Description of the task:
Return each line of the listing below that contains the string "window", treating uppercase and lowercase as different.

* Start Source records *

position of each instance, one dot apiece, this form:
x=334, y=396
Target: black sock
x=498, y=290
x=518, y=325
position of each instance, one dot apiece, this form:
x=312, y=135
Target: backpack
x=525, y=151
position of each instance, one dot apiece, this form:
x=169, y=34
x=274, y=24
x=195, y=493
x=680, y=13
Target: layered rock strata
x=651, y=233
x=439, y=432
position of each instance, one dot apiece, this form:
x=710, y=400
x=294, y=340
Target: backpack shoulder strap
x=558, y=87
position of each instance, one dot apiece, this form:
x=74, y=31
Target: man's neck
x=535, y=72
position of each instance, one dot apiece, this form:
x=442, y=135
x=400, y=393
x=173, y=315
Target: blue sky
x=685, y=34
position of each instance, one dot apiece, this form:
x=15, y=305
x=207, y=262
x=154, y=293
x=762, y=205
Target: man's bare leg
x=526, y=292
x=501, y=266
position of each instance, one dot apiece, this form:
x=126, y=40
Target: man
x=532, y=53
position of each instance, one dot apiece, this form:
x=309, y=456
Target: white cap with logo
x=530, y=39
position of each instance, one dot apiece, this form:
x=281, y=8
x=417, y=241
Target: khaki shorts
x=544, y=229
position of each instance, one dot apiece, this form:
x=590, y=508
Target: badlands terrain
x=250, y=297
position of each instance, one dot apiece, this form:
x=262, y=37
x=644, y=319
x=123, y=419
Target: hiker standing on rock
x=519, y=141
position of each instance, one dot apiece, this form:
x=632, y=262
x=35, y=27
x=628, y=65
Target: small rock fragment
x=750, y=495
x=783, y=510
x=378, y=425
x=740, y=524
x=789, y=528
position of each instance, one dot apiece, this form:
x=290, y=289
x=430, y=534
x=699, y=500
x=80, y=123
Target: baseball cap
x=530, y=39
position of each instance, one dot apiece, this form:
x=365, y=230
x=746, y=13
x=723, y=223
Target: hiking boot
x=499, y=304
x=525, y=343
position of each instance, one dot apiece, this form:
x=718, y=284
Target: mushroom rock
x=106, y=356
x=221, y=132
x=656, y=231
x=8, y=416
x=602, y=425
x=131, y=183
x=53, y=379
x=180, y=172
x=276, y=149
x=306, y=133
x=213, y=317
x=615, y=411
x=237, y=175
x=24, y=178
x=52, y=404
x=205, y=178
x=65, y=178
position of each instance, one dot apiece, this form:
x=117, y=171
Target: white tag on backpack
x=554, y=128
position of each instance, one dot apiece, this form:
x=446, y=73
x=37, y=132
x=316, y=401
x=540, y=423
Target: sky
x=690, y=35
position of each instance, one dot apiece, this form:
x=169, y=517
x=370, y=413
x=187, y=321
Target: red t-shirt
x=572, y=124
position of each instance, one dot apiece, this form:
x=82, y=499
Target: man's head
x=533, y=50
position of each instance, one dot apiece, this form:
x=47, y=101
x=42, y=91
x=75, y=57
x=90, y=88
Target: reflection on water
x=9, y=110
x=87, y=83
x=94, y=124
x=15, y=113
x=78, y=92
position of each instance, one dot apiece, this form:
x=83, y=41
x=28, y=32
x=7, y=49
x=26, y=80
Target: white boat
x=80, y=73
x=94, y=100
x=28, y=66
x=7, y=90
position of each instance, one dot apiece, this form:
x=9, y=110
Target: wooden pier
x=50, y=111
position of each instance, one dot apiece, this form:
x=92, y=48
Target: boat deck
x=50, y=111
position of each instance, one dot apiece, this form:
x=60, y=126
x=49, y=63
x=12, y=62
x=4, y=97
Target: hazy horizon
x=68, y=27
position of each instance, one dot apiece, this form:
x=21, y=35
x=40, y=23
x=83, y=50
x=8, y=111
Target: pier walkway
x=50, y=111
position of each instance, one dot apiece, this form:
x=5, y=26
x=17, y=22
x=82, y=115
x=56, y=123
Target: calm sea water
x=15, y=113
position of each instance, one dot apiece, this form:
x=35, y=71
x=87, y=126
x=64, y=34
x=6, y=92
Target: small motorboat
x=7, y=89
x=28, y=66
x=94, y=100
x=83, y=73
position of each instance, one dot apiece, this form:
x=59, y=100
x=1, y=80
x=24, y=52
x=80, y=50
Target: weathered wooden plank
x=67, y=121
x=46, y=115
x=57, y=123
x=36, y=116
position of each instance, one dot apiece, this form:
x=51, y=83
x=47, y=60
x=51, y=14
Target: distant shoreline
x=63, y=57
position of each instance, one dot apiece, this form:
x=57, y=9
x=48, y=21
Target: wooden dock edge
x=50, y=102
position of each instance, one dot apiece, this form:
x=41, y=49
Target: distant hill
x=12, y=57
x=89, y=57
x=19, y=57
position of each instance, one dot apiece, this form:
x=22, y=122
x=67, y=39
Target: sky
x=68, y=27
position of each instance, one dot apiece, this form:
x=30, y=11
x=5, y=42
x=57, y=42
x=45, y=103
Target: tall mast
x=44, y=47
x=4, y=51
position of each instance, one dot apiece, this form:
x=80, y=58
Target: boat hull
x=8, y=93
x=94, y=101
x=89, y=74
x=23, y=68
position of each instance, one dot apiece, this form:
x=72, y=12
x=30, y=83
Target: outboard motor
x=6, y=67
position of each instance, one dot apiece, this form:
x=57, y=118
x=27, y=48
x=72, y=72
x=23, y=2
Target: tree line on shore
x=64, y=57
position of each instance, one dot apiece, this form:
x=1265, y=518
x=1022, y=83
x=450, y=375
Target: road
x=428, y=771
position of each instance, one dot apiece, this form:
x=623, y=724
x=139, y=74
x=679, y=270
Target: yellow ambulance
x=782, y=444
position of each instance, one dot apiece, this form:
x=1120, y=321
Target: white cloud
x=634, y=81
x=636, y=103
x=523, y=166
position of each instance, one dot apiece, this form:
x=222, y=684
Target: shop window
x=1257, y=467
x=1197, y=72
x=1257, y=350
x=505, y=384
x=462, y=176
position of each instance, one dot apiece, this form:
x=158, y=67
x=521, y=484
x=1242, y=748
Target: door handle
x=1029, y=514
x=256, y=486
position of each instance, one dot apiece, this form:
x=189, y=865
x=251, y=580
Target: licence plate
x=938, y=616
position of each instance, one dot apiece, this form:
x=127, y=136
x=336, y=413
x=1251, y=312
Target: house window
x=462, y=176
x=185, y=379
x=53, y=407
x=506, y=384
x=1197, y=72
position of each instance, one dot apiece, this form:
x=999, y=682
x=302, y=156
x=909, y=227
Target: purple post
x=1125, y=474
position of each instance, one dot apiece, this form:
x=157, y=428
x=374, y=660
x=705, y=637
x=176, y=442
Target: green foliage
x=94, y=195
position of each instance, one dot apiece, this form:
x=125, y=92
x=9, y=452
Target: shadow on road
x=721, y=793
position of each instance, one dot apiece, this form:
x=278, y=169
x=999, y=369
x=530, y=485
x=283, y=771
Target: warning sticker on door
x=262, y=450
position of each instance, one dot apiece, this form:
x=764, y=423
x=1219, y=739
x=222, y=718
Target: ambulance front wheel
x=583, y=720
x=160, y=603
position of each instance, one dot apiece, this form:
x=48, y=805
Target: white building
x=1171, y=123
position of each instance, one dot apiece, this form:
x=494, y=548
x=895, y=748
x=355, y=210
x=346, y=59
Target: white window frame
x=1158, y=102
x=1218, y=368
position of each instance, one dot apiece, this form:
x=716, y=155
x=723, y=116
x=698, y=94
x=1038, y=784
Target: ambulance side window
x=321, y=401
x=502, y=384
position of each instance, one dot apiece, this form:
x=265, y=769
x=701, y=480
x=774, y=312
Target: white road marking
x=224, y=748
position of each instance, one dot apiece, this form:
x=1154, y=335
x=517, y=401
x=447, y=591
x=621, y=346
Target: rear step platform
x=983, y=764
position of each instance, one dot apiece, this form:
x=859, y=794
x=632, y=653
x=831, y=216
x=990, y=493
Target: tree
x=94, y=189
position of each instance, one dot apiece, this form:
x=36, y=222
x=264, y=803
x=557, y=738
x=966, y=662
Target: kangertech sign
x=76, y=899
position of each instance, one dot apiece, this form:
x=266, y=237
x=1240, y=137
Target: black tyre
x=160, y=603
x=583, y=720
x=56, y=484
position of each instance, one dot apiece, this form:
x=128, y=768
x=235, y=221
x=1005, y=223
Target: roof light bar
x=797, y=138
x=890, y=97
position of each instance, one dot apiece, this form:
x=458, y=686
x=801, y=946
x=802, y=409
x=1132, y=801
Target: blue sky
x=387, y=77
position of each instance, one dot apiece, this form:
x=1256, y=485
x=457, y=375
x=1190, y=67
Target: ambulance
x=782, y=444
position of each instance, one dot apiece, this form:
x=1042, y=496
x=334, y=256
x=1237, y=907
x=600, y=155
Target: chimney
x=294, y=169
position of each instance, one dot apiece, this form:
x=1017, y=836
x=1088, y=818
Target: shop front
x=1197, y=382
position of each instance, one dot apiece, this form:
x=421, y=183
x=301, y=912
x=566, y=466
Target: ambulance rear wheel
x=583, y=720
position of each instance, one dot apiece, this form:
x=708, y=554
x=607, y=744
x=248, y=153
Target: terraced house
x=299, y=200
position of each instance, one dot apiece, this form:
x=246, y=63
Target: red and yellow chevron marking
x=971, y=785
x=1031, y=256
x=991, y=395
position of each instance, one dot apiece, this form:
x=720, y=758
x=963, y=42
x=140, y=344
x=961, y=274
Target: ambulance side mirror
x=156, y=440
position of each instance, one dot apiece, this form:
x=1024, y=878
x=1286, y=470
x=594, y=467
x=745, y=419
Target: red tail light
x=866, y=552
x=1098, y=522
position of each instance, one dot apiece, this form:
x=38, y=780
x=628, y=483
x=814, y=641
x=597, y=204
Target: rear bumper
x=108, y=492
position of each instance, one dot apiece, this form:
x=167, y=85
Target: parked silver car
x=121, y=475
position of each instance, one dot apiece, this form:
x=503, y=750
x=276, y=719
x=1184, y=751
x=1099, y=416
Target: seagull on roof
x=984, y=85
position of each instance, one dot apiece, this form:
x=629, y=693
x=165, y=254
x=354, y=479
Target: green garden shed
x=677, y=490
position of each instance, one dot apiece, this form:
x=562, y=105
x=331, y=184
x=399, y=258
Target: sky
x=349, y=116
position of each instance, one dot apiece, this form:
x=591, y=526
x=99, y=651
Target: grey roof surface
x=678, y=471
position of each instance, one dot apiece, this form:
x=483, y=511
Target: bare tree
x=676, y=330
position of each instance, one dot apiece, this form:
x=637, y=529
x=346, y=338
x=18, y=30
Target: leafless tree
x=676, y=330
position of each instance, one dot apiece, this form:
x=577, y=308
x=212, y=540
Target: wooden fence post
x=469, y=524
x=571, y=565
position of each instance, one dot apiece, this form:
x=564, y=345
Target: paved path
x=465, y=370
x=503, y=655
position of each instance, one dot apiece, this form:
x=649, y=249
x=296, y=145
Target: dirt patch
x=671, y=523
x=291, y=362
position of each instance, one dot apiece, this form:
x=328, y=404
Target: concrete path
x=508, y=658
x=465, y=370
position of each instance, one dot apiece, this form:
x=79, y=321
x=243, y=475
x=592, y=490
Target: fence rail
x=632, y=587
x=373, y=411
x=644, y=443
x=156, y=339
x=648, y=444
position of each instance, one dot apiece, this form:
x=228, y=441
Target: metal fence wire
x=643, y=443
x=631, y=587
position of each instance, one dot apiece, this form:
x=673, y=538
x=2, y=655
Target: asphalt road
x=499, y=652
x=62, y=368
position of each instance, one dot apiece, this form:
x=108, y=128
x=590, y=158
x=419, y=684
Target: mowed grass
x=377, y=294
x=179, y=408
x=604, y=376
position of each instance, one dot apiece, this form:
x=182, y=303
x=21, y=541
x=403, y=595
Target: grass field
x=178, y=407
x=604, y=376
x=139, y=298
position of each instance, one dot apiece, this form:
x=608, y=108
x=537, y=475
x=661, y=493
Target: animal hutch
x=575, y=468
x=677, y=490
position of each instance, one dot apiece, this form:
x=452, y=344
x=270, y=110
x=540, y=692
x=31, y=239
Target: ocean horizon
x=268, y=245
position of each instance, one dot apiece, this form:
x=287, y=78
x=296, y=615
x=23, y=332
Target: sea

* End Source records *

Solution to the exercise:
Target: shop window
Target: house window
Target: white window frame
Target: ambulance side window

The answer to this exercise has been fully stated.